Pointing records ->

>>>

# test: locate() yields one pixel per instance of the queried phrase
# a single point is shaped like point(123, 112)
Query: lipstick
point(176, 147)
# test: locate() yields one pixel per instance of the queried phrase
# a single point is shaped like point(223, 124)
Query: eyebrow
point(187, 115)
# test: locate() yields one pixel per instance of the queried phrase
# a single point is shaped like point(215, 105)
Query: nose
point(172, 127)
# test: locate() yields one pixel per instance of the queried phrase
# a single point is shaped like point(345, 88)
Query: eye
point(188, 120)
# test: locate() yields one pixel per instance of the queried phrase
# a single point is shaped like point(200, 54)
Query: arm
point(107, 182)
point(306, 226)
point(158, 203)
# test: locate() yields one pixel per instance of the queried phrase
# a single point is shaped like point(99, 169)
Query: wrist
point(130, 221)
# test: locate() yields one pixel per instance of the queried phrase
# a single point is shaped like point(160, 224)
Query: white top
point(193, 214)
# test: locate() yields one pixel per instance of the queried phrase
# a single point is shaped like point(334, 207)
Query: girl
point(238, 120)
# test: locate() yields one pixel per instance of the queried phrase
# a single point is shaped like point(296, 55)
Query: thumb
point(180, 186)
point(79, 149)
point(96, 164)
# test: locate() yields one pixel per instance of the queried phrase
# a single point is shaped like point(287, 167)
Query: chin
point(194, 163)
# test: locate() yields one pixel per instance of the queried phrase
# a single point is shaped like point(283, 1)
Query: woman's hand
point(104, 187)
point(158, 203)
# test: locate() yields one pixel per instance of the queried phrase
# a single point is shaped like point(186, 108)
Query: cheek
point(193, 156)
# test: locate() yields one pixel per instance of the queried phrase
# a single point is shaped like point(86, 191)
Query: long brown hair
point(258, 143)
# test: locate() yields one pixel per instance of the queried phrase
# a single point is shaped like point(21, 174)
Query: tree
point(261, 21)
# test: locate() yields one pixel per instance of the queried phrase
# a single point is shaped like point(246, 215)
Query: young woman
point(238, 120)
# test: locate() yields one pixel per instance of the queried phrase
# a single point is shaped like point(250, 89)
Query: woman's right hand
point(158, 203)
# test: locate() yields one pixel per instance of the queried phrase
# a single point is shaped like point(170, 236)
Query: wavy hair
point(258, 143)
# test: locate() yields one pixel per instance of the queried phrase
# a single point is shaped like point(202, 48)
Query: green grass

<<<

EXERCISE REQUIREMENTS -> Rewrite the records from the first line through the line containing "point(187, 115)", requests included, and scale every answer coordinate by 2, rounding to whole numbers with halves going up. Leave the requests and their format samples unchanged.

WRITTEN RESPONSE ->
# test: locate() yields one pixel per instance of the queried phrase
# a single point is shaped like point(123, 112)
Query: lipstick
point(352, 294)
# test: locate() yields one pixel per instance of the queried phrase
# a single point is shaped like point(223, 124)
Query: eyebrow
point(374, 230)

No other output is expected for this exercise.